Fragmento para leer:
Coetzee congela la sangre

El último libro del Nobel sudafricano, 'Siete cuentos morales', está escrito con apasionada frialdad: no hay pirotecnias alegóricas ni guiños metaliterarios

El escritor John M. Coetzee.
El escritor John M. Coetzee.Micheline Pelletie / Getty Images

Si consideramos la literatura un “acontecimiento” en el que el lector se ve involucrado tanto como quien la produjo, el brillo del juicio se presenta de inmediato. Lo que leemos nos sumerge en un orbe de valores y opciones éticas que van más allá de los hechos o pensamientos narrados. Así, el lector de John M. ­Coetzee (Ciudad del Cabo, 1940) es como un buzo caminando en el suelo de un océano agitado. En su último libro, Siete cuentos morales, no hay pirotecnias alegóricas ni guiños metaliterarios. Se ha dejado atrás el espejismo de la intriga y la facilidad del yo para, a través de las frases sencillas de un narrador que huye del compromiso, deshilachar el impresentable tejido de la razón. Cada vez más los personajes del Nobel afincado en Australia discursean, pontifican o se esconden en la duda y la contradicción. ¿Es Coetzee quien filosofa por boca de ese “carácter” (en el doble sentido del vocablo en inglés) estrafalario llamado Elisabeth Costello? Él asegura que no, que es ella quien le eligió como médium para revelar sus “propias” ideas, a veces trasnochadas y otoñales, al mundo. Lo cual nos recuerda a Delibes y a sus personajes, que se le rebelaban, y al desparpajo de Cela, que ponía a los suyos “firmes” de inmediato.

Ejercicio propuesto: Según el fragmento sobre Coetzee, ¿por qué niega el escritor ser quien filosofa por boca de Elisabeth Costello? Responde en una a tres oraciones. Las entradas no guardan relación con el fragmento sobre Coetzee.

Entradas:
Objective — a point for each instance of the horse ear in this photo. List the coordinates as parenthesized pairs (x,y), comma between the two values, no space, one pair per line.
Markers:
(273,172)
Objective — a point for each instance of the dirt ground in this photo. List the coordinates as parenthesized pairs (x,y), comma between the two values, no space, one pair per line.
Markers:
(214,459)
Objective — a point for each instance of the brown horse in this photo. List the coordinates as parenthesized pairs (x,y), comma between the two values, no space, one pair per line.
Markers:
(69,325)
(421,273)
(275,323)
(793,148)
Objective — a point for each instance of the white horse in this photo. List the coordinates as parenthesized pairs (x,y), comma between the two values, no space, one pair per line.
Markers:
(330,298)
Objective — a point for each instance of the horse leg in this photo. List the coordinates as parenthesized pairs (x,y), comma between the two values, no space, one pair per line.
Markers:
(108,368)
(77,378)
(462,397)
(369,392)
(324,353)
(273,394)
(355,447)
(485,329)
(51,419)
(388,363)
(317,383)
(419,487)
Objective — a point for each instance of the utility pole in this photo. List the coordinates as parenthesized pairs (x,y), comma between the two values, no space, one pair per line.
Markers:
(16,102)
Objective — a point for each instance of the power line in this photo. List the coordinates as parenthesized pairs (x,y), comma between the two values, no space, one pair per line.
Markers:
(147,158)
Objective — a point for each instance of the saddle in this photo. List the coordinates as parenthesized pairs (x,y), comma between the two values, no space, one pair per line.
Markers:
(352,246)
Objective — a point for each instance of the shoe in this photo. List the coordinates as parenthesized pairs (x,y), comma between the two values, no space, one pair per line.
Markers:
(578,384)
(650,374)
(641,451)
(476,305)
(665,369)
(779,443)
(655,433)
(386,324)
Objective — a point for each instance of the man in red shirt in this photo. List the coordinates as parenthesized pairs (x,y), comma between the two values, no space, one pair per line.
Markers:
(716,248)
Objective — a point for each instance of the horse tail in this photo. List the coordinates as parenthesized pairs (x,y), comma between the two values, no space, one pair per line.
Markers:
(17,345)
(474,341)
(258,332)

Ejercicio resuelto: Coetzee niega ser él quien filosofa por boca de Elisabeth Costello porque, según asegura, fue ella quien lo eligió como médium. A través de él, Costello revela al mundo sus «propias» ideas, a veces trasnochadas y otoñales.